**Task statement:** Search the records below for the word "church". Copy each line where it occurs.

**Records drawn from a dataset:**
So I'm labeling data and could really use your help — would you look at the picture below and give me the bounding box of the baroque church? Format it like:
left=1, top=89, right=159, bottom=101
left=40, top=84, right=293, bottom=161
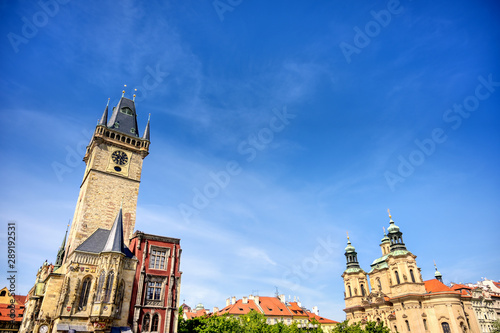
left=342, top=211, right=481, bottom=333
left=20, top=91, right=182, bottom=333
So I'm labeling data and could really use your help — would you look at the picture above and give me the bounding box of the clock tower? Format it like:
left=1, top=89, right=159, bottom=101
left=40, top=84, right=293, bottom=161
left=65, top=92, right=151, bottom=258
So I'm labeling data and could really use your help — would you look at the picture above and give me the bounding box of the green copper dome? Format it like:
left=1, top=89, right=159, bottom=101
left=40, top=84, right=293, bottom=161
left=345, top=239, right=355, bottom=252
left=387, top=219, right=400, bottom=233
left=381, top=229, right=390, bottom=243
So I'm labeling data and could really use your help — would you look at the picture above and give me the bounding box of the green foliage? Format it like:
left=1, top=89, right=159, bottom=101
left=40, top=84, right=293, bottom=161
left=332, top=320, right=390, bottom=333
left=492, top=319, right=500, bottom=333
left=177, top=310, right=324, bottom=333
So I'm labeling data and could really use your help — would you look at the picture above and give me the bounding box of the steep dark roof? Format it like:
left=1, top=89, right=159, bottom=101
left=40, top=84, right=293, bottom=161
left=75, top=228, right=110, bottom=253
left=98, top=99, right=109, bottom=126
left=107, top=97, right=139, bottom=137
left=103, top=208, right=126, bottom=253
left=75, top=221, right=133, bottom=258
left=142, top=115, right=150, bottom=141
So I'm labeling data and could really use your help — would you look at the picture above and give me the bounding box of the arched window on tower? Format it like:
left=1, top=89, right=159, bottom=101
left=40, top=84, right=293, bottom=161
left=151, top=314, right=159, bottom=332
left=78, top=277, right=92, bottom=311
left=348, top=285, right=352, bottom=297
left=104, top=271, right=114, bottom=303
left=395, top=271, right=401, bottom=284
left=361, top=284, right=366, bottom=296
left=405, top=320, right=411, bottom=331
left=377, top=278, right=382, bottom=291
left=114, top=280, right=125, bottom=318
left=423, top=319, right=428, bottom=330
left=143, top=313, right=150, bottom=332
left=410, top=269, right=416, bottom=282
left=441, top=322, right=451, bottom=333
left=96, top=271, right=105, bottom=302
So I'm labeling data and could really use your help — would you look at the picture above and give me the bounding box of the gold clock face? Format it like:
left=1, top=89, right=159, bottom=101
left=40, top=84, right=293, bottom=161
left=39, top=324, right=48, bottom=333
left=111, top=151, right=128, bottom=165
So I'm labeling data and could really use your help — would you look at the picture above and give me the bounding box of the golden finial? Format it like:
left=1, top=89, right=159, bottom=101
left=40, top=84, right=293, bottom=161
left=106, top=98, right=110, bottom=106
left=148, top=113, right=151, bottom=121
left=383, top=226, right=386, bottom=235
left=133, top=88, right=137, bottom=101
left=387, top=208, right=391, bottom=219
left=346, top=231, right=350, bottom=241
left=122, top=84, right=127, bottom=97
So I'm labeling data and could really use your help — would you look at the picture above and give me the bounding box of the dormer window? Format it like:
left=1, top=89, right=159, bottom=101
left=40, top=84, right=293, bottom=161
left=120, top=107, right=134, bottom=116
left=130, top=128, right=136, bottom=134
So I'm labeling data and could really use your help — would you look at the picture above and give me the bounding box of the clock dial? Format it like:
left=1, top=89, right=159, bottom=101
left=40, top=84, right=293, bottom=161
left=111, top=151, right=128, bottom=165
left=39, top=325, right=48, bottom=333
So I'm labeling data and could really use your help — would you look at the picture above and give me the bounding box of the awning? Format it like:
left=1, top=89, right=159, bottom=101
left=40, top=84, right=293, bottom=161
left=111, top=327, right=132, bottom=333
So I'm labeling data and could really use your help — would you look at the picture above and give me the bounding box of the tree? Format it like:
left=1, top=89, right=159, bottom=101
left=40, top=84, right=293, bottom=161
left=332, top=320, right=390, bottom=333
left=178, top=310, right=324, bottom=333
left=492, top=319, right=500, bottom=333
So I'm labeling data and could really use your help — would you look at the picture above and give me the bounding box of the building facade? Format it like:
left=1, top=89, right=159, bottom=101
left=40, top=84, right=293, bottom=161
left=452, top=283, right=500, bottom=333
left=215, top=295, right=338, bottom=332
left=128, top=232, right=182, bottom=333
left=0, top=287, right=26, bottom=333
left=342, top=212, right=481, bottom=333
left=20, top=93, right=180, bottom=333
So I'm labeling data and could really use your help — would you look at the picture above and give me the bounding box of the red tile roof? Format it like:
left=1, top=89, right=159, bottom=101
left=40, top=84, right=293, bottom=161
left=184, top=308, right=208, bottom=319
left=451, top=284, right=471, bottom=290
left=287, top=302, right=308, bottom=317
left=306, top=311, right=339, bottom=324
left=424, top=279, right=457, bottom=293
left=257, top=297, right=293, bottom=317
left=217, top=299, right=261, bottom=316
left=493, top=282, right=500, bottom=289
left=13, top=295, right=27, bottom=305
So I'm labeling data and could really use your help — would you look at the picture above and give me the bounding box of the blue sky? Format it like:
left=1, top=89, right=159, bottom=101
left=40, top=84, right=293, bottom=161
left=1, top=0, right=499, bottom=321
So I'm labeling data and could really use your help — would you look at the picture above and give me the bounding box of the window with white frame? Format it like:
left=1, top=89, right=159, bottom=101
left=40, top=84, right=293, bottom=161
left=149, top=247, right=168, bottom=270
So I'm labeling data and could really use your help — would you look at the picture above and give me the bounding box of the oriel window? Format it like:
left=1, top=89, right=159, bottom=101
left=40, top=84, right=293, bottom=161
left=149, top=249, right=167, bottom=270
left=78, top=277, right=92, bottom=311
left=147, top=282, right=162, bottom=300
left=103, top=271, right=114, bottom=303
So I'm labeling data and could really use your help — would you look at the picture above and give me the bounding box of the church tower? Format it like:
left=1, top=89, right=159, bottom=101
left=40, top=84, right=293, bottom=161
left=341, top=234, right=369, bottom=318
left=65, top=91, right=151, bottom=258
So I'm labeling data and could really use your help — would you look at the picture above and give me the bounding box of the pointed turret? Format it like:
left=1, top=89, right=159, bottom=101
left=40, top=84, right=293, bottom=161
left=386, top=210, right=407, bottom=252
left=98, top=98, right=110, bottom=126
left=142, top=113, right=150, bottom=141
left=54, top=224, right=69, bottom=270
left=103, top=207, right=126, bottom=253
left=107, top=95, right=140, bottom=137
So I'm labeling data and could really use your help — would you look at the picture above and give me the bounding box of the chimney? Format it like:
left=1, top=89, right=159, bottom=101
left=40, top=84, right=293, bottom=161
left=231, top=296, right=236, bottom=305
left=312, top=306, right=319, bottom=315
left=278, top=294, right=285, bottom=303
left=254, top=296, right=260, bottom=304
left=242, top=297, right=248, bottom=304
left=226, top=298, right=230, bottom=306
left=297, top=297, right=301, bottom=308
left=213, top=307, right=219, bottom=313
left=249, top=294, right=254, bottom=300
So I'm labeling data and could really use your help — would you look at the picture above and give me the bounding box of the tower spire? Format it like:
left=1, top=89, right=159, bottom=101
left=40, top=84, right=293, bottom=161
left=102, top=207, right=126, bottom=254
left=54, top=222, right=70, bottom=270
left=142, top=113, right=150, bottom=141
left=98, top=98, right=110, bottom=126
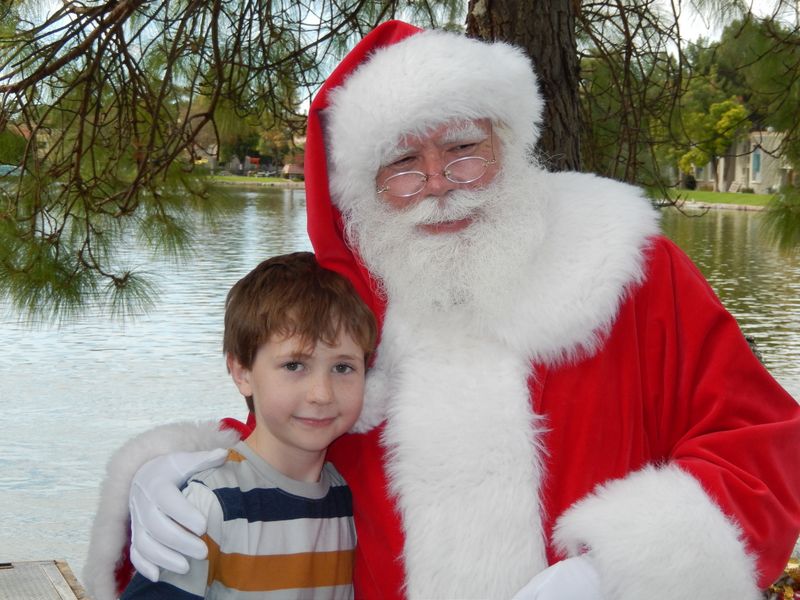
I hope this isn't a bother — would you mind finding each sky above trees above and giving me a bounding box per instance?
[678,0,798,40]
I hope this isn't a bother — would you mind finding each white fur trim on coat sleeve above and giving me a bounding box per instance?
[82,421,240,600]
[553,464,760,600]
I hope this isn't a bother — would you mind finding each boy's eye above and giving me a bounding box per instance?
[333,363,355,374]
[283,361,303,372]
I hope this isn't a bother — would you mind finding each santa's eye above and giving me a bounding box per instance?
[452,141,479,152]
[387,155,418,171]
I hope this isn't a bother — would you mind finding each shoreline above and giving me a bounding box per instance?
[657,199,766,212]
[209,178,305,189]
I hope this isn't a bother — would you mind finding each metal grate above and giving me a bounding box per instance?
[0,561,88,600]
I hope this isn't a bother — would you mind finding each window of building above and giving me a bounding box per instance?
[751,148,762,183]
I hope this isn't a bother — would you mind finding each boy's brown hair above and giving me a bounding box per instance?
[223,252,378,411]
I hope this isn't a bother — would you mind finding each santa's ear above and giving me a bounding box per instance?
[227,353,253,397]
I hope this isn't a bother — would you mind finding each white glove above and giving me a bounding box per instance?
[511,556,604,600]
[129,448,229,581]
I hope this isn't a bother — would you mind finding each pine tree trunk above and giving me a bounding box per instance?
[466,0,581,172]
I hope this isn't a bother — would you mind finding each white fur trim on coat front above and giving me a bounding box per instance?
[497,171,660,364]
[380,324,549,598]
[82,421,239,600]
[553,464,760,600]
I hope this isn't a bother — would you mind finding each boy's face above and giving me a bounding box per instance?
[228,331,365,481]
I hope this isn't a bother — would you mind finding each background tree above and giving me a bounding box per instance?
[0,128,26,165]
[676,97,751,191]
[714,16,800,164]
[0,0,463,319]
[2,0,799,320]
[698,12,800,249]
[259,125,295,171]
[466,0,581,171]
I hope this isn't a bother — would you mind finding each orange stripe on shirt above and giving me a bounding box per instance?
[204,535,354,592]
[226,449,246,462]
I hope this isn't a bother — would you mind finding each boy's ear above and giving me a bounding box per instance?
[227,353,253,397]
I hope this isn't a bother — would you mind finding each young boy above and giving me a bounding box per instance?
[120,251,377,599]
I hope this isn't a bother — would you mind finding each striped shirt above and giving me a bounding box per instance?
[121,441,355,599]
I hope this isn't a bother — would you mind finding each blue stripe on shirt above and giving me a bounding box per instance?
[213,484,353,522]
[120,573,204,600]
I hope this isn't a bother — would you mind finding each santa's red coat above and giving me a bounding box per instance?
[220,235,800,597]
[297,20,800,597]
[320,235,800,598]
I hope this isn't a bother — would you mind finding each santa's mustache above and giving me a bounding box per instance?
[389,187,494,229]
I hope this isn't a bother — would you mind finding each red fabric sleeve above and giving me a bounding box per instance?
[640,237,800,585]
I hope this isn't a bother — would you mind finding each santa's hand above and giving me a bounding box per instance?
[129,449,228,581]
[511,556,604,600]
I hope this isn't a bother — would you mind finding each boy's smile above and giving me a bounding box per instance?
[228,332,366,482]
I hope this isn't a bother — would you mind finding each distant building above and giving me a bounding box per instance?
[227,155,244,174]
[282,163,304,180]
[282,151,304,180]
[692,130,793,194]
[192,142,218,171]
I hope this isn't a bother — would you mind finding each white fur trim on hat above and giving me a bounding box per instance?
[324,29,543,213]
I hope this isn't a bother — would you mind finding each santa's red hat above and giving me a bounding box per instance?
[304,21,543,326]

**Solution for this task:**
So I'm labeling data and could really use your help — would you look at the picture below and give me the bounding box of the baroque church? Format it like:
So I'm labeling data and could really use your help — would you look at the picture above and give me the bounding box of the church tower? Format it like:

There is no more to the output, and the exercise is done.